(INSTRUCTIONS):
1) In the blog text, what purpose does the passage about Saint Joseph's solemnity give for the precautions that many nations have established or recommended? Answer in one to three sentences.
2) Go on with the blog text about the Rosary prayed for an end to the pandemic, starting after its final sentence.

(TEXT FOR ANALYSIS):

____

It commemorates his death and entrance into eternal glory, and remains a solemnity on the particular Benedictine liturgical calendar. (Pictured here is the image of Saint Benedict from a Rosary of the CL Fraternity.) Therefore, I want to wish a Happy Feast of "The Passing of Our Holy Father, Saint Benedict" to all Benedictines monks and nuns, all those in the Benedictine tradition, all oblates, all members of the Benedictine family (which in the broad sense includes the members of the Fraternity of Communion and Liberation), and to all who follow the 1962 calendar.

God bless all Benedictines and Cistercians and all who follow his 1500 year old Rule as a "school for the Lord's service." 

Holy Father Saint Benedict, pray for all of us especially in these times of pandemic, and watch over the sick, those who care for them, and the overall needs of our societies. Protect us from every evil, and turn our hearts toward one another in the midst of our present difficulties.

Help us as we "pray and work," that we might "love Christ over all things," and "never despair of the mercy of God."

Friday, March 20, 2020

SPRING Has Not Been Cancelled


Spring is here!! (Not everything is "canceled," apparently...😉) 

Go visit a spacious park, if one is open near you (please, observe recommended precautions).

If you have a little patch of your own ground, explore it and you will discover bright little treasures all around you. It's surprising how much beauty we miss right under our noses every day.

Even the smallest spaces of action are not simply restraints. They are the gifts of our day - gifts full of promise that lead us on the path to Infinite fulfillment even under the paradoxical sign of present inadequacy and frustration. But difficult circumstances are not fruitless - surprising possibilities will reveal themselves to our patience and our persistent prayer. Never give up!

Take care, everyone.

Thursday, March 19, 2020

Saint Joseph: Guardian of All Our Families

"With the Blessed Mother, I beg the Lord to free the world from every form of pandemic" (Pope Francis).

On this Solemnity of Saint Joseph, Pope Francis and the entire Church in Italy prayed the Rosary for an end to the COVID-19 pandemic and for all those who are suffering because of it. People throughout the world were invited to join with this prayer at 9:00 PM European Time (4 PM EDT in United States of America). Italy remains the hardest hit nation after China, with many other countries (including the USA) experiencing the same patterns of spread of the virus as the Italians passed through ten days ago.

Various precautions have been established or recommended by many nations, in what has already become a unique phenomenon of global solidarity to slow the spread of COVID-19 and seek better treatments for those who develop serious illness.

The prayer from Rome was livestreamed throughout Italy and the world: a small and selected gathering of priests, religious sisters, and faithful (observing the recommended space distance between each other) said a group rosary with hymns and meditations at the basilica of San Giuseppe al Trionfale. The Pope joined in from his residence at Santa Marta, while Italians prayed from their homes (with the entire nation observing quarantine).

____

[Records held in a dataset]
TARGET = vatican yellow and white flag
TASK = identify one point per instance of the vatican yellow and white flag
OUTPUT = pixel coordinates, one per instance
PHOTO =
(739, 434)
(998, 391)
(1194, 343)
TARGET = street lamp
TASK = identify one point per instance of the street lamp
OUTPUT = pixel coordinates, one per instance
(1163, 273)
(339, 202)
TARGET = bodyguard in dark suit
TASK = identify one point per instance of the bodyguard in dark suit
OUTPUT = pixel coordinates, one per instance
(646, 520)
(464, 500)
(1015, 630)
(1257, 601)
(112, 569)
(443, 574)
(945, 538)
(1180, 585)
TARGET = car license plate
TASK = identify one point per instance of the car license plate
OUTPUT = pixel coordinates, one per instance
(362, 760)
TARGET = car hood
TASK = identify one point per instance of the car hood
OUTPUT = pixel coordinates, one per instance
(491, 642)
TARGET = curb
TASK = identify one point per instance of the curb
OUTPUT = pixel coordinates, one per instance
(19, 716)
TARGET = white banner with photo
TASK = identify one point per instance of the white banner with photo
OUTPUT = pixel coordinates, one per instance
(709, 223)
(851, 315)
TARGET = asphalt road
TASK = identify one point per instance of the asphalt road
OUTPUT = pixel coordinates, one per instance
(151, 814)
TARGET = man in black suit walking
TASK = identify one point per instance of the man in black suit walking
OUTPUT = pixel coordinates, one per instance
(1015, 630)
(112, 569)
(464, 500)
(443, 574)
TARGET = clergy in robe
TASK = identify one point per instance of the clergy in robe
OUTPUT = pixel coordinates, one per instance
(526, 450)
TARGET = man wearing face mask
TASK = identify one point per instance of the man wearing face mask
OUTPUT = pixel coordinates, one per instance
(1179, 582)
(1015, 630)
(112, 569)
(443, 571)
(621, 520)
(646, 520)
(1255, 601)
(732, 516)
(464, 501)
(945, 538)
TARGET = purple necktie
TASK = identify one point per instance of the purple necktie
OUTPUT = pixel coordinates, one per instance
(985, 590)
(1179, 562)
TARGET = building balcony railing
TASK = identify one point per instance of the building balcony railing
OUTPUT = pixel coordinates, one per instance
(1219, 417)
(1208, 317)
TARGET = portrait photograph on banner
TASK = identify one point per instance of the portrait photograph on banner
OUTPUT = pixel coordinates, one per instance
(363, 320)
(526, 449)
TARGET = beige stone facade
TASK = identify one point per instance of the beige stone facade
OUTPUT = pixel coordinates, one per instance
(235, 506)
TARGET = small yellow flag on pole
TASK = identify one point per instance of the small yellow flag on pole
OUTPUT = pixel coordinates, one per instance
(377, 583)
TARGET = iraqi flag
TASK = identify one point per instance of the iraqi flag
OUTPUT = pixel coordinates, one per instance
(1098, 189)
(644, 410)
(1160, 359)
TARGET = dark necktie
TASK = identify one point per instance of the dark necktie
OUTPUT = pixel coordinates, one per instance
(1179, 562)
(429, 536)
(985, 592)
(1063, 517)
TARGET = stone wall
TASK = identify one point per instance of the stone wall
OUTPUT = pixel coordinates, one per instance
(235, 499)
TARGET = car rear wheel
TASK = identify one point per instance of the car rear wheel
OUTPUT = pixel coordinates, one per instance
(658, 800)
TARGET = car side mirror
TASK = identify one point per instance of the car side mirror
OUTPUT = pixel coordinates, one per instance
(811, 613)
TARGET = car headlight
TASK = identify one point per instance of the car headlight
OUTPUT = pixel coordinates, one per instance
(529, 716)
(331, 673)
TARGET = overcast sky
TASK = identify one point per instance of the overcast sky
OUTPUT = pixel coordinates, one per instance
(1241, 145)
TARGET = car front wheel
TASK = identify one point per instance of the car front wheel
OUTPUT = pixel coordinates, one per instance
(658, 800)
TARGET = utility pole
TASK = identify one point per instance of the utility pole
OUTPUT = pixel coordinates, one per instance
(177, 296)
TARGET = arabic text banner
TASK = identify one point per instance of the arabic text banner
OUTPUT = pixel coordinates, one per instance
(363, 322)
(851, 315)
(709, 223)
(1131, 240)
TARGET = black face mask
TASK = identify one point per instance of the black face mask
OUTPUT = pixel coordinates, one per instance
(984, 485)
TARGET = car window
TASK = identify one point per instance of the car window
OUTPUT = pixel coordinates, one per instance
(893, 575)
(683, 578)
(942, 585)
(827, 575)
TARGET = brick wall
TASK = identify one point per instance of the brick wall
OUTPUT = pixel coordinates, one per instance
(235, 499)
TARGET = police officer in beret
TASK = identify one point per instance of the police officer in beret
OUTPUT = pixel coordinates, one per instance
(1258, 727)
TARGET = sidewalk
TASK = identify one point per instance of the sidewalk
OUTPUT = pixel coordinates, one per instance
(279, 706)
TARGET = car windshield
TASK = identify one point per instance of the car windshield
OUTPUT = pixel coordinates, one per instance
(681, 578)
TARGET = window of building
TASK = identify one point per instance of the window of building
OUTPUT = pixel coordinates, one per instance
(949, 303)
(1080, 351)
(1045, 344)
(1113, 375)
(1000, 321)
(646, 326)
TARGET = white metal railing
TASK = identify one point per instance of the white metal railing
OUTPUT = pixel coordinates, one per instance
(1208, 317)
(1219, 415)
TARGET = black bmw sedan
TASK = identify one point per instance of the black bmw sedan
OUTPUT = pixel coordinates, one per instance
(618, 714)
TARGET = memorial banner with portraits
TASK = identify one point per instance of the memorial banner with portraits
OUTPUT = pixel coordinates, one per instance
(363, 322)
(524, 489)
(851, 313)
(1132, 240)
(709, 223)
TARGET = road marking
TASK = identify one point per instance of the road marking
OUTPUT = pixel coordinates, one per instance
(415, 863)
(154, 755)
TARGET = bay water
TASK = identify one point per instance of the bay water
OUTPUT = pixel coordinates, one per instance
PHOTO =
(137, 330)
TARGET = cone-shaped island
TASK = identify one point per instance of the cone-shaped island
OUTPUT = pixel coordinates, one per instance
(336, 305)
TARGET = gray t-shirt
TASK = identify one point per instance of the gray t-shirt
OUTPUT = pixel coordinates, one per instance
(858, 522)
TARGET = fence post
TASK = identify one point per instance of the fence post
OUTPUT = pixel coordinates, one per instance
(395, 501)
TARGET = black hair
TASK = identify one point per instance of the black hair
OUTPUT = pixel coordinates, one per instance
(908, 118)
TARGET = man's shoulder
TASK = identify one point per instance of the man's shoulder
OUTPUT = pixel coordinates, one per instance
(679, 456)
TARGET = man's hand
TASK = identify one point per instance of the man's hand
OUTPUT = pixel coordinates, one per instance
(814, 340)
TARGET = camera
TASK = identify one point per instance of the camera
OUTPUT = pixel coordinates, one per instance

____

(TASK-BY-TASK OUTPUTS):
1) The precautions are meant to slow the spread of COVID-19 and to seek better treatments for those who develop serious illness. The text calls this effort a unique phenomenon of global solidarity.

2)
The meditation covered the five "Luminous Mysteries" of Jesus's public ministry. The Pope had announced his participation yesterday, at which time he said, "Mary, Mother of God, health of the sick, leads us to the luminous and transfigured face of Jesus Christ and to his Heart, to whom we turn with the prayer of the rosary, under the loving gaze of St. Joseph, Custodian of the Holy Family and of our families."

Earlier today, Pope Francis offered these reflections:
Dear brothers and sisters,
I unite myself to the moment of prayer that the [Italian] Episcopal Conference is promoting, as a sign of unity for the whole country.
In this unprecedented situation, in which everything seems to be crumbling, let us help each other hold fast to what really matters. This is the advice I have received in so many letters from your Pastors who, in sharing such a dramatic moment, seek to sustain your hope and your faith with their word.
The Rosary is the prayer of the humble and of the saints. In its mysteries, they contemplate, along with Mary, the life of Jesus, the merciful face of the Father. O, how much we all need to be truly comforted, to be wrapped in [this] loving presence!
We measure the truth of this experience through our relationship with others. At this moment, they are our closest relatives [with whom we live during the quarantine]. Let us be close to one another, being the first to be charitable, understanding, patient and forgiving.
Though you may be confined to your own homes, allow your hearts to expand so they may be available and welcoming to all.
Tonight, we are praying together, entrusting ourselves to the intercession of Saint Joseph, Guardian of the Holy Family, Guardian of all our families. Even the carpenter of Nazareth knew precariousness and bitterness. Though he worried about the future, he knew how to walk the darkness of certain moments, always letting himself be guided by God's will without reservation.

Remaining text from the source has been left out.